**INFORMATION PROVIDED**:
┌──

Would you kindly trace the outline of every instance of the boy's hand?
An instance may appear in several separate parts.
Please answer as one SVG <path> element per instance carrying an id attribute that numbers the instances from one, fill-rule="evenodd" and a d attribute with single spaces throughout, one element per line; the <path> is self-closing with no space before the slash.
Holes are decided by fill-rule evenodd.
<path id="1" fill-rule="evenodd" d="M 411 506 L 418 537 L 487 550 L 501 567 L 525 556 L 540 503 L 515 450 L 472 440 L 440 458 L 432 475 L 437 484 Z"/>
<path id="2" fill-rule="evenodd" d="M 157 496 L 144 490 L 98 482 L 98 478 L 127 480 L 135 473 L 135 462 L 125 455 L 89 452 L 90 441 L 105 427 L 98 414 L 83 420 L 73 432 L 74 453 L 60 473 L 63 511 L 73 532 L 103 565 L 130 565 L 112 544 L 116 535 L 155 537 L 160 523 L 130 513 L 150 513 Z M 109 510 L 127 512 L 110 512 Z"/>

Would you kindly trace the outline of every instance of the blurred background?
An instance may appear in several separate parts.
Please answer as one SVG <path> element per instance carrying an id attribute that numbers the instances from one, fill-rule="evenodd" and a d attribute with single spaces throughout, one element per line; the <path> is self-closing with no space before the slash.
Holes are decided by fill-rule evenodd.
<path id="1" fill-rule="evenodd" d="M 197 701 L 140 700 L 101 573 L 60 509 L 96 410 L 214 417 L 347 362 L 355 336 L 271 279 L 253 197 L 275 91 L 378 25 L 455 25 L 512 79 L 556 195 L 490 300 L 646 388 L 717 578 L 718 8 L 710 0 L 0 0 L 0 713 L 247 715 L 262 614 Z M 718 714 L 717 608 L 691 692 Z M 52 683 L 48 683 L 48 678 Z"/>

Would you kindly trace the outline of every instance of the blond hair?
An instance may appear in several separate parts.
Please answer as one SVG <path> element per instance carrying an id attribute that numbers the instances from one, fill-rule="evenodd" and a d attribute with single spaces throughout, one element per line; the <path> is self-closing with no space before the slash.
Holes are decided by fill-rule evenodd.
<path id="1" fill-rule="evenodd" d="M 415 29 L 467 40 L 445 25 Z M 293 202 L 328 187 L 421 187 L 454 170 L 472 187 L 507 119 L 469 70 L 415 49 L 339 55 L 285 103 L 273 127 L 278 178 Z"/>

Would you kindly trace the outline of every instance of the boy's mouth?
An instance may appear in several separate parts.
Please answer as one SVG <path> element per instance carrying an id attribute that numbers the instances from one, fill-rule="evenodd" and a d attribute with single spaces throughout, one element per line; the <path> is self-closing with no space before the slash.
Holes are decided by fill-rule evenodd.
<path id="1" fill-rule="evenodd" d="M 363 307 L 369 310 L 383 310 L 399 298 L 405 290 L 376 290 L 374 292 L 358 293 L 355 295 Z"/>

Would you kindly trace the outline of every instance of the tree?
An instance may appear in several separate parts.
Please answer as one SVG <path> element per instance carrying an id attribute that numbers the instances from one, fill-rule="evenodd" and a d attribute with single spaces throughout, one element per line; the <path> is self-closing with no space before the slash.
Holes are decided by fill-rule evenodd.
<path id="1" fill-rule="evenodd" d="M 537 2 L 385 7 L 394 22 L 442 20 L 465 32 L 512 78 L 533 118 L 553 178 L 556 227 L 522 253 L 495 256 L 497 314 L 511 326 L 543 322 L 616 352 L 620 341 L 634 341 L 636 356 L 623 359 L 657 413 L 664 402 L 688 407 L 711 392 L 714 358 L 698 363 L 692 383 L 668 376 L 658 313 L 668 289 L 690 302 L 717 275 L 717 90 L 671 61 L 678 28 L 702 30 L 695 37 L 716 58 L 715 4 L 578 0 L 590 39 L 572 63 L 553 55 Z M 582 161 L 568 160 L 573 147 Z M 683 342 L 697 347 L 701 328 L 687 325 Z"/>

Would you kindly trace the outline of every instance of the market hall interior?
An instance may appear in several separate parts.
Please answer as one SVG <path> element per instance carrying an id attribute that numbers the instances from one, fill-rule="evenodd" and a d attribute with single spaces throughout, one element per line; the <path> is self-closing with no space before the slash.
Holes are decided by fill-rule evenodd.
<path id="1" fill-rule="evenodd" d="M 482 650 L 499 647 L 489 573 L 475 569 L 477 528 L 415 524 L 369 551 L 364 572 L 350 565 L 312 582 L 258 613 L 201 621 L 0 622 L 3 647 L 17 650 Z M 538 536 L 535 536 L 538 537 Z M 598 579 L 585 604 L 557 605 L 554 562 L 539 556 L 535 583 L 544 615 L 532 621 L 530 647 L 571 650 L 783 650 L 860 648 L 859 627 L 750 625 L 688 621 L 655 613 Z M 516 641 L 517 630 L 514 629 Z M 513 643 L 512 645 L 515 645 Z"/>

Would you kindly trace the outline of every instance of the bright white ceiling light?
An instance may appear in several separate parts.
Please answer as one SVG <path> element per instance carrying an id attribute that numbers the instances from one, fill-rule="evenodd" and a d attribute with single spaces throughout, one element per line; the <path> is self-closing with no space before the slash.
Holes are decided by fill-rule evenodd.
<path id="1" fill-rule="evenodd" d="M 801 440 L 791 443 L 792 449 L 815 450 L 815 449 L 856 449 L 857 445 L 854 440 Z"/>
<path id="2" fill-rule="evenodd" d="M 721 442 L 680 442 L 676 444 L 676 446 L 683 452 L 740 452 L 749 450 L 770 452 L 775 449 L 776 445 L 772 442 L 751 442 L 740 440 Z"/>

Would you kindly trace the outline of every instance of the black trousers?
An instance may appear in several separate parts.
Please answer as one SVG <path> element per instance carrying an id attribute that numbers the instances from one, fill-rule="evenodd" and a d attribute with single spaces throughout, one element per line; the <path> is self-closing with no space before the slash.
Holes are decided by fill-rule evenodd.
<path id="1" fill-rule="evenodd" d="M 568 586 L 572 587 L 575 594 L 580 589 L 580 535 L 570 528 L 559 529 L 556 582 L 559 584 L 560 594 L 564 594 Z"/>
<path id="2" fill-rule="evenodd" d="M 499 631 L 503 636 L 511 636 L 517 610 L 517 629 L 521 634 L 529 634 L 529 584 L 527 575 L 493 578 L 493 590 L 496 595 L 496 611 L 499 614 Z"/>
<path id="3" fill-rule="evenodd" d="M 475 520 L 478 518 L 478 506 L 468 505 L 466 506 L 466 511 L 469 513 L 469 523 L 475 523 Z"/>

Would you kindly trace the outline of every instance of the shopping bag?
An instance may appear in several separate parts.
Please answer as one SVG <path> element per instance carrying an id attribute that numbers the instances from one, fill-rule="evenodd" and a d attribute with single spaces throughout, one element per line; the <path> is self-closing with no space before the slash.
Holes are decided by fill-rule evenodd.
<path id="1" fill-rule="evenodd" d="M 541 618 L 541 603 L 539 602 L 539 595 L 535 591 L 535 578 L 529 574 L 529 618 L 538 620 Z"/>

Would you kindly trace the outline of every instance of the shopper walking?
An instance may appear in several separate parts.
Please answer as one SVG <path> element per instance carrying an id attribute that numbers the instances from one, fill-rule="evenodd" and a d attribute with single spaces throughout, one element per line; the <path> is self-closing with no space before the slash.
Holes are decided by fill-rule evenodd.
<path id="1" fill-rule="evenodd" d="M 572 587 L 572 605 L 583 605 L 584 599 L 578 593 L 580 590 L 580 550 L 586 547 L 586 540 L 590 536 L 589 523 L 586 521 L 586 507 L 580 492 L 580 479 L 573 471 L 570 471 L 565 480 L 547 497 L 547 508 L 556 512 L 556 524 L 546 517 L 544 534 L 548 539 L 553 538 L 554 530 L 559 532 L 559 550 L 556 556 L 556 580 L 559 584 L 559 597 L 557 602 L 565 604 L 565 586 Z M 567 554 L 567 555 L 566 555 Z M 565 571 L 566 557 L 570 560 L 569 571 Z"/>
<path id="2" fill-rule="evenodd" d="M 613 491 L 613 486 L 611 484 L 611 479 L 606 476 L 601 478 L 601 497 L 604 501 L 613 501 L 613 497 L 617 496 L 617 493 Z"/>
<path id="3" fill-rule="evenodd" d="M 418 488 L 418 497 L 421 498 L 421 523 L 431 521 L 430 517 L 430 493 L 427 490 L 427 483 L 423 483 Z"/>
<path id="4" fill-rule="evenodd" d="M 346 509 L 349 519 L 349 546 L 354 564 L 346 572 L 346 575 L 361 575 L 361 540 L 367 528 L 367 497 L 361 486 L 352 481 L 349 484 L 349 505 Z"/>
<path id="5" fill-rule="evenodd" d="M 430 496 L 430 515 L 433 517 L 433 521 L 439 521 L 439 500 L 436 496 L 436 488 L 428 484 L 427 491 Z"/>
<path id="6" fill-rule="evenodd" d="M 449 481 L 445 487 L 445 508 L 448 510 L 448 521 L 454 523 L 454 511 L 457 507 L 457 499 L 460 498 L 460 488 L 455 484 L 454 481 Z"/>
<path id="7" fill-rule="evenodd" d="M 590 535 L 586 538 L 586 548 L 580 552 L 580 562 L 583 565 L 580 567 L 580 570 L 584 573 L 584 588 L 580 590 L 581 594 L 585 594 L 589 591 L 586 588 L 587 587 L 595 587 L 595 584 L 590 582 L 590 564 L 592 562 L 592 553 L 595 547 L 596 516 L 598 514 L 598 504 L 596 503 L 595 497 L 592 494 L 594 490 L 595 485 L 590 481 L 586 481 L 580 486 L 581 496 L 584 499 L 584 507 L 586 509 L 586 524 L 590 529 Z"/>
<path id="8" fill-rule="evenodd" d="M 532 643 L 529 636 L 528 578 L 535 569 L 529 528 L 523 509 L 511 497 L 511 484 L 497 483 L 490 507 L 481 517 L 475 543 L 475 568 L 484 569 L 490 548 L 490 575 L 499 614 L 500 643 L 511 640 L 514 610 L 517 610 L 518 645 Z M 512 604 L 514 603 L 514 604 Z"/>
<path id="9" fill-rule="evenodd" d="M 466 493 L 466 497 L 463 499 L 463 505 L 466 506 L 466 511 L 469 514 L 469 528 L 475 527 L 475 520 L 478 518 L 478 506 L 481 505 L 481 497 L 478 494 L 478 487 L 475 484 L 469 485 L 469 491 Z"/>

└──

**WHAT IS BEING ASKED**: Reproduce verbatim the span of entries that begins with the line containing "the shopper walking?" and ends with the line containing "430 496 L 430", including both of those lines.

**SOLUTION BELOW**:
Would you kindly trace the outline of every instance of the shopper walking?
An instance may appear in several separate parts.
Please answer as one SVG <path> element per instance carrying an id attribute that numbers the instances from one, fill-rule="evenodd" and a d attribute with single spaces throughout, one element per line; the <path> is self-closing with no space before the slash.
Holes are decided by fill-rule evenodd.
<path id="1" fill-rule="evenodd" d="M 572 587 L 572 605 L 583 605 L 584 599 L 578 593 L 580 590 L 580 550 L 586 547 L 586 540 L 590 536 L 589 523 L 586 521 L 586 507 L 580 492 L 580 479 L 573 471 L 570 471 L 565 480 L 547 497 L 547 508 L 556 512 L 556 524 L 546 517 L 544 534 L 548 539 L 553 538 L 554 530 L 559 532 L 559 550 L 556 556 L 556 580 L 559 584 L 559 597 L 557 602 L 565 604 L 565 586 Z M 567 554 L 567 555 L 566 555 Z M 565 571 L 566 557 L 570 560 L 569 571 Z"/>
<path id="2" fill-rule="evenodd" d="M 613 491 L 613 486 L 611 484 L 611 479 L 606 476 L 601 478 L 601 497 L 604 501 L 613 501 L 613 497 L 617 496 L 617 493 Z"/>
<path id="3" fill-rule="evenodd" d="M 418 488 L 418 497 L 421 498 L 421 523 L 431 521 L 430 517 L 430 493 L 427 490 L 427 483 L 423 483 Z"/>
<path id="4" fill-rule="evenodd" d="M 346 509 L 349 519 L 349 546 L 354 564 L 346 572 L 346 575 L 361 575 L 361 540 L 367 528 L 367 497 L 361 486 L 352 481 L 349 484 L 349 505 Z"/>
<path id="5" fill-rule="evenodd" d="M 430 496 L 430 515 L 433 517 L 433 521 L 439 521 L 439 500 L 436 496 L 436 488 L 428 484 L 427 491 Z"/>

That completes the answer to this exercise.